**TASK TO CARRY OUT:** Give back every line in the material below that contains the word "wing".

**GIVEN RECORDS:**
--- Start ---

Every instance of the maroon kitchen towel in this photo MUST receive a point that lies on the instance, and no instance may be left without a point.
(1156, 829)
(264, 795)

--- End ---
--- Start ---

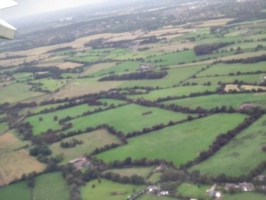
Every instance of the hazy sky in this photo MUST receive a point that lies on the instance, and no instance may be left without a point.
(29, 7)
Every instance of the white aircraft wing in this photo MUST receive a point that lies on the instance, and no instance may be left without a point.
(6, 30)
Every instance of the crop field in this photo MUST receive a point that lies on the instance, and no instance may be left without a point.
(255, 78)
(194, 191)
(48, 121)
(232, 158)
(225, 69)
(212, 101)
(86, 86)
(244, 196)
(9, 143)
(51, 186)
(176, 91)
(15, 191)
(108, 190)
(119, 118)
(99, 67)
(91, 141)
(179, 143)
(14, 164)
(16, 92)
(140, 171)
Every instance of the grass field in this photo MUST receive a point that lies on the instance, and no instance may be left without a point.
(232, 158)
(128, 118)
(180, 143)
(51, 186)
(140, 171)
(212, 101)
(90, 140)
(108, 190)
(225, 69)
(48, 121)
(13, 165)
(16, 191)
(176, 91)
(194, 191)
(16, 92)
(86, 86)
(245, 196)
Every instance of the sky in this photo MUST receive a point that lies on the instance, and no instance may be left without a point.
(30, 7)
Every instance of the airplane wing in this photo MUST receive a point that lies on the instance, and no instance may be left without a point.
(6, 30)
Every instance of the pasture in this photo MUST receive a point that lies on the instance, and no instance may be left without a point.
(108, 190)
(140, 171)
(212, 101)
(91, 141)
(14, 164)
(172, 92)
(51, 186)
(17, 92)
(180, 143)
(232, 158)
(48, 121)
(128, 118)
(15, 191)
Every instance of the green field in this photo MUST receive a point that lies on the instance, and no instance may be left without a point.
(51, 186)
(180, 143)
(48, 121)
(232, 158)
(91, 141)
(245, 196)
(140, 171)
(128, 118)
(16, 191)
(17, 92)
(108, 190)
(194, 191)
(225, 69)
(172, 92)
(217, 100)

--- End ---
--- Start ---

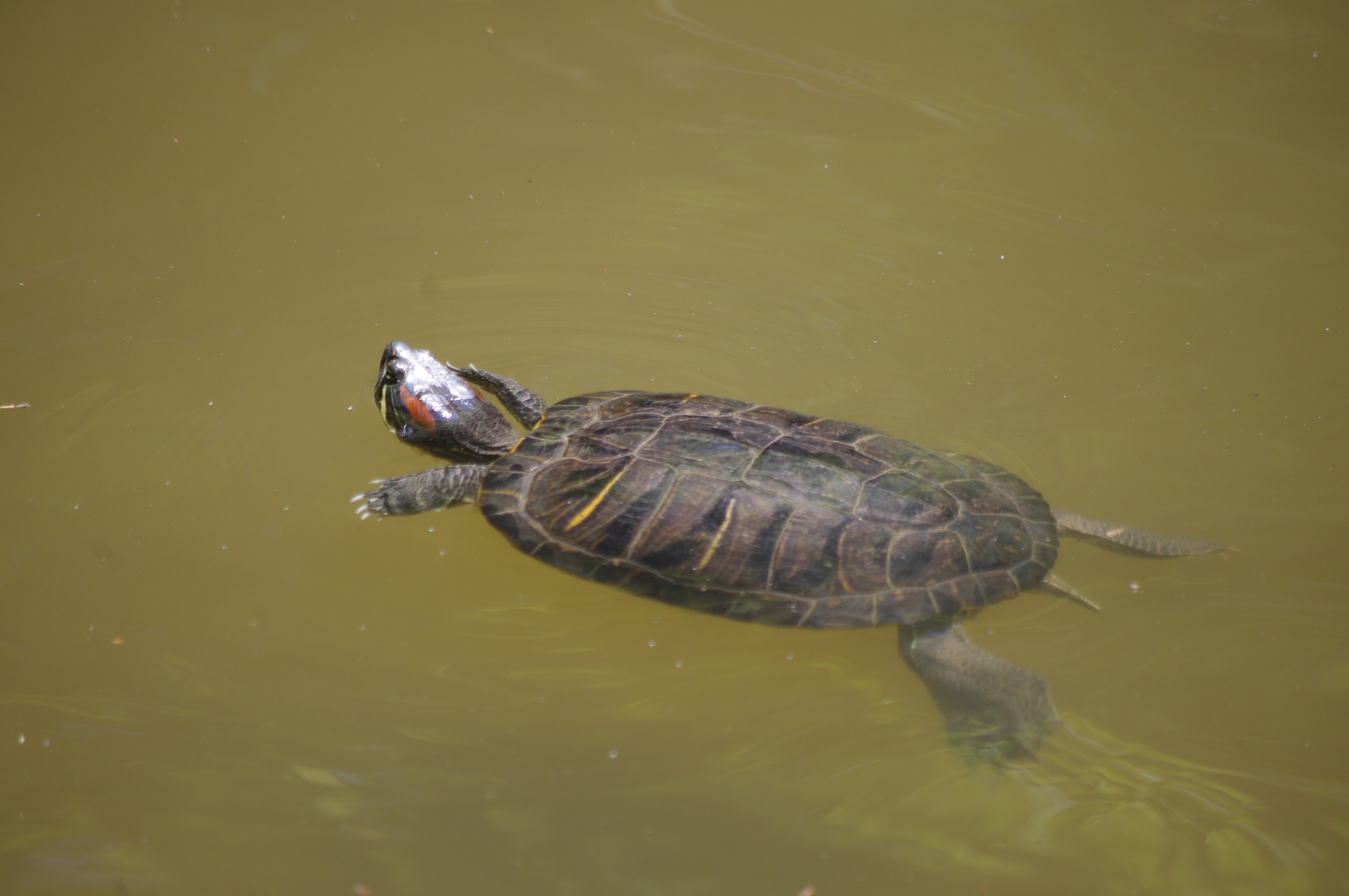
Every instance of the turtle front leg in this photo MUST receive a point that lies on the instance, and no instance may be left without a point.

--- End ---

**ANSWER:**
Every instance of the white aircraft wing in this photo MUST receive a point that lies on the instance, and no instance may be left without a point.
Every instance of the airplane wing in this photo MUST receive a point that lies on the instance, and no instance may be left without a point.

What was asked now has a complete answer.